> [JOB] Set down each record exactly as written.

** BEGIN **

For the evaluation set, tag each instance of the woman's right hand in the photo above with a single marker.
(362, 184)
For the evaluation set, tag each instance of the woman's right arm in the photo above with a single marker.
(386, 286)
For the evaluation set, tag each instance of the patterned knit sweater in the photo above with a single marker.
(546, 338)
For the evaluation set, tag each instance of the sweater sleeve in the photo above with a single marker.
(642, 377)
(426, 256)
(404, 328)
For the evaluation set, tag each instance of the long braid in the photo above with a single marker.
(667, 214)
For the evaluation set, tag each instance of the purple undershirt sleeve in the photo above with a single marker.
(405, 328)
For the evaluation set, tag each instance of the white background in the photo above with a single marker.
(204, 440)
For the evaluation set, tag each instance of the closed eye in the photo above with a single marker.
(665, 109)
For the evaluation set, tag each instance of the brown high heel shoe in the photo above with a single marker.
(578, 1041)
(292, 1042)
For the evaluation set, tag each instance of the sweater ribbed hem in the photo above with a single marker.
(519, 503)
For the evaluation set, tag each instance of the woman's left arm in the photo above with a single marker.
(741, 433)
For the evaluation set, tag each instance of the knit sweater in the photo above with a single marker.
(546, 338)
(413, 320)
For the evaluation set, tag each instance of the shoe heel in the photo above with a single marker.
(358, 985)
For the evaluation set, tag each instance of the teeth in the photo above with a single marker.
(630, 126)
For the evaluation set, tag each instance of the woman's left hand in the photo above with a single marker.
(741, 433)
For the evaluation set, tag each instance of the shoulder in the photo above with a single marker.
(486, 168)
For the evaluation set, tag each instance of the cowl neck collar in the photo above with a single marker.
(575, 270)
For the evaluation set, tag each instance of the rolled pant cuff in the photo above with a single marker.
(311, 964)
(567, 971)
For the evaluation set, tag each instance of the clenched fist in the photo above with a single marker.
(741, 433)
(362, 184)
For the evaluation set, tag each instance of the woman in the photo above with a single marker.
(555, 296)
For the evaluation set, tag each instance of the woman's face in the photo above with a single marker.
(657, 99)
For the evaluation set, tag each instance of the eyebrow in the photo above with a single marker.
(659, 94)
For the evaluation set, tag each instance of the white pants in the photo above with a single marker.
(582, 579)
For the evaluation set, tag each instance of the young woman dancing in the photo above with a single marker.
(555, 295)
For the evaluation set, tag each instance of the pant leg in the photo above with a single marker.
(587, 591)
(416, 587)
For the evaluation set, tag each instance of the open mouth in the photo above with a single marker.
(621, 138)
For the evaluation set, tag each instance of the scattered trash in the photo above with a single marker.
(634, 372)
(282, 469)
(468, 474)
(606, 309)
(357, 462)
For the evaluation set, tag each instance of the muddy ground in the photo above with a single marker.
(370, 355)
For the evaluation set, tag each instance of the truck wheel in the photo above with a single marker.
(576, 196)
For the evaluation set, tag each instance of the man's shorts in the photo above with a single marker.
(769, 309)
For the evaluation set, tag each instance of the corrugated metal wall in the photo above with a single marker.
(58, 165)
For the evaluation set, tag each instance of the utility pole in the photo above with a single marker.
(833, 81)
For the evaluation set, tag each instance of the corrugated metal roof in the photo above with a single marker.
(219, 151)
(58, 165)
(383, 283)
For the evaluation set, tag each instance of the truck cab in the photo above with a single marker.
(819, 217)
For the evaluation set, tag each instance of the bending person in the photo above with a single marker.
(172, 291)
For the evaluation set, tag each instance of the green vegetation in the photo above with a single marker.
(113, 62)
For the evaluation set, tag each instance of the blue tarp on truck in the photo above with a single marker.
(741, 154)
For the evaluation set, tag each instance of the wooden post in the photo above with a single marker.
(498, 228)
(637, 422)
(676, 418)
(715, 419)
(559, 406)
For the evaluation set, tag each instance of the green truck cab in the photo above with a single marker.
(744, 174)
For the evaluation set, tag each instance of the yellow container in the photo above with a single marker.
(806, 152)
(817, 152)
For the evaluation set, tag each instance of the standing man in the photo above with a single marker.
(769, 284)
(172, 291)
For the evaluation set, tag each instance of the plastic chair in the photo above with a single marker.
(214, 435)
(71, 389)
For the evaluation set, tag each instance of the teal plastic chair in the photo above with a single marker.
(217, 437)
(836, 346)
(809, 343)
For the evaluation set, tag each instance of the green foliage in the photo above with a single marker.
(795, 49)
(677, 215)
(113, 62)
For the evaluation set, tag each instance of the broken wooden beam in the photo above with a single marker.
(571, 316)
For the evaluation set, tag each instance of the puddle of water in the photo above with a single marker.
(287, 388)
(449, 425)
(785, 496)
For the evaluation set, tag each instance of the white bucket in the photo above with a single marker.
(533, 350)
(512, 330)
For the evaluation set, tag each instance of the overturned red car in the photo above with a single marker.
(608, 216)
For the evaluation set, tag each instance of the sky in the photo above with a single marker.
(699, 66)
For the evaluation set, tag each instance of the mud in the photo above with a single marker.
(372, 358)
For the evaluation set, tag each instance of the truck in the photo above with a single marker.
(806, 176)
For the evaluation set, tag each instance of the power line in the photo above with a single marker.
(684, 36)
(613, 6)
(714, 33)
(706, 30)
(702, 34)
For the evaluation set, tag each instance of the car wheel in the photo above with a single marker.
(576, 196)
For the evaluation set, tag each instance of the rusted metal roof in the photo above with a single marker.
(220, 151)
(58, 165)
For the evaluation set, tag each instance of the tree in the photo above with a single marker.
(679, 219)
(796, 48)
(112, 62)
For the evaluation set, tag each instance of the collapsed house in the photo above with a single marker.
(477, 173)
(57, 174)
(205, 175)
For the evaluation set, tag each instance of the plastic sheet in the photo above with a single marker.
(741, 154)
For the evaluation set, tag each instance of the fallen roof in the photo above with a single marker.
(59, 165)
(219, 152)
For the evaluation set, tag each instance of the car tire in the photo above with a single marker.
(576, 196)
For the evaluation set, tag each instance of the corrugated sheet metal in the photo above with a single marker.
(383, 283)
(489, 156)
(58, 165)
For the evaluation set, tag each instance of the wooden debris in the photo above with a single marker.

** END **

> [FINISHED EXERCISE]
For the evaluation set, tag each instance of the woman's right hand in the photo above with a single marker.
(362, 184)
For the evaluation set, tag each instance of the woman's right arm in the photo above with a single marker.
(386, 286)
For the evaluation set, tag each instance of the patterned knit sweater in the photo above with a single marker.
(546, 338)
For the evaluation set, tag each instance of the sweater sleeve in the photo above with a single marker.
(642, 377)
(426, 256)
(404, 328)
For the evaluation set, tag each instance of the long braid in the photo above with a single marker.
(667, 214)
For the evaluation set, tag each instance of the purple undershirt sleeve in the photo above with a single marker.
(405, 328)
For the evaluation set, tag each instance of the white background in the photo above with a single marker.
(204, 440)
For the evaluation set, tag each instance of the closed eye in the photo above with a single marker.
(665, 109)
For the evaluation set, tag each instance of the brown high heel shoe in the photo above with a single marker.
(578, 1041)
(292, 1042)
For the evaluation set, tag each instance of the sweater ribbed hem in the photo above with a single marker.
(519, 503)
For the evaluation set, tag each instance of the woman's left arm in the photo above with a single marker.
(741, 433)
For the evaluation set, tag each instance of the knit sweater in the photo above with a single marker.
(546, 338)
(413, 320)
For the evaluation set, tag each instance of the shoe heel in the photo above with a single marker.
(358, 985)
For the evaluation set, tag each instance of the teeth in the photo above with a single marker.
(630, 126)
For the evaluation set, tag each instance of the woman's left hand in the photo above with a single marker.
(741, 433)
For the evaluation set, tag each instance of the shoulder in the photo above with a single marker.
(486, 168)
For the evaluation set, tag each instance of the cowl neck collar in the photo above with a single marker.
(575, 270)
For the evaluation set, tag each instance of the rolled pant cuff in the photo above with a single marker.
(311, 964)
(567, 971)
For the evaluation set, tag each instance of the clenched fist in the photo above with a single marker.
(741, 433)
(362, 184)
For the evaluation set, tag each instance of the woman in the photo above with a single marker.
(555, 296)
For the evaluation set, tag each instance of the woman's face in the photo above with a single marker.
(657, 99)
For the evaluation set, tag each instance of the eyebrow in the photo above with a single marker.
(659, 94)
For the evaluation set, tag each instance of the white pants in the photo above with a single marker.
(582, 579)
For the evaluation set, tag each instance of the young woman dancing in the photo above with a single marker.
(555, 295)
For the evaluation set, tag each instance of the pant leg in the photo above with a single marker.
(587, 591)
(416, 587)
For the evaluation set, tag each instance of the open mouth in the photo above with a single marker.
(621, 138)
For the evaluation set, tag each instance of the scattered trash in the photo above with a single marker.
(634, 372)
(282, 469)
(468, 474)
(606, 309)
(357, 462)
For the evaluation set, tag each instance of the muddy ground in the photo above with a single marker.
(370, 355)
For the evaluation set, tag each instance of the truck wheel in the photo above with a single marker.
(576, 196)
For the evaluation set, tag each instance of the man's shorts in the photo above with a single marker.
(769, 309)
For the evaluation set, tag each instance of the corrugated metal wall in the photo above with a single marker.
(58, 165)
For the evaluation set, tag each instance of the utility pole in the photo above with a single marker.
(833, 81)
For the evaluation set, tag each instance of the corrugated metal roof in the photo above with a single marker.
(219, 151)
(58, 165)
(383, 283)
For the evaluation set, tag each instance of the truck cab in the photo above with a single marker.
(819, 217)
For the evaluation set, tag each instance of the bending person in the photo above with a single marker.
(172, 291)
For the evaluation set, tag each instance of the green vegetation in the photo above with a single marker.
(113, 62)
For the evaluation set, tag each instance of the blue tarp on truck in the photo above with a single marker.
(741, 154)
For the evaluation set, tag each instance of the wooden post in the photo above with a single marker.
(498, 228)
(637, 422)
(676, 418)
(715, 419)
(559, 406)
For the evaluation set, tag each instance of the green truck cab in the photo above with a single marker.
(744, 174)
For the evaluation set, tag each instance of the yellow container in the photo above with a single marker.
(806, 152)
(817, 152)
For the evaluation set, tag each instance of the standing man in the photo above with a single marker.
(769, 284)
(172, 291)
For the evaluation set, tag each instance of the plastic chair in the photo above with a single marker.
(214, 435)
(71, 389)
For the evaluation set, tag each instance of the teal plastic chair in the photo above with a single marker.
(217, 437)
(836, 346)
(809, 343)
For the evaluation set, tag each instance of the green foliage in the photo above with a single marker.
(795, 49)
(677, 215)
(113, 62)
For the evaluation set, tag each instance of the broken wooden beam in the photo above with a single marker.
(571, 316)
For the evaluation set, tag each instance of the puddle of water in the photo above with a single marker.
(287, 388)
(449, 425)
(785, 496)
For the evaluation set, tag each instance of the white bucket in the photo above with a single marker.
(533, 350)
(512, 330)
For the evaluation set, tag each instance of the overturned red car in the photo above with a single marker.
(608, 216)
For the evaluation set, tag each instance of the sky in the photo above with a single marker.
(699, 66)
For the evaluation set, tag each instance of the mud in the photo above with a single marker.
(372, 358)
For the evaluation set, tag each instance of the truck in the photo above with a single marker.
(806, 176)
For the evaluation set, tag each instance of the power line in the photo above with a single marker.
(684, 36)
(613, 6)
(714, 33)
(706, 30)
(702, 34)
For the evaluation set, tag each instance of the car wheel in the photo above with a single marker.
(576, 196)
For the evaluation set, tag each instance of the rusted metal roof in the photo above with a single marker.
(220, 151)
(58, 165)
For the evaluation set, tag each instance of the tree in the photo above with a single marker.
(679, 219)
(796, 48)
(112, 62)
For the evaluation set, tag each instance of the collapsed house in the photo above with a single marker.
(477, 173)
(57, 174)
(205, 175)
For the evaluation set, tag each instance of the plastic sheet in the photo above with a single marker.
(741, 154)
For the evaluation set, tag each instance of the fallen roof in the photo above with a single marker.
(59, 165)
(219, 152)
For the evaluation set, tag each instance of the car tire in the photo above with a single marker.
(576, 196)
For the evaluation set, tag each instance of the corrugated sheet metal in the photo above with a single marker.
(383, 283)
(489, 156)
(58, 165)
For the evaluation set, tag each instance of the wooden debris in the photo above with a single marker.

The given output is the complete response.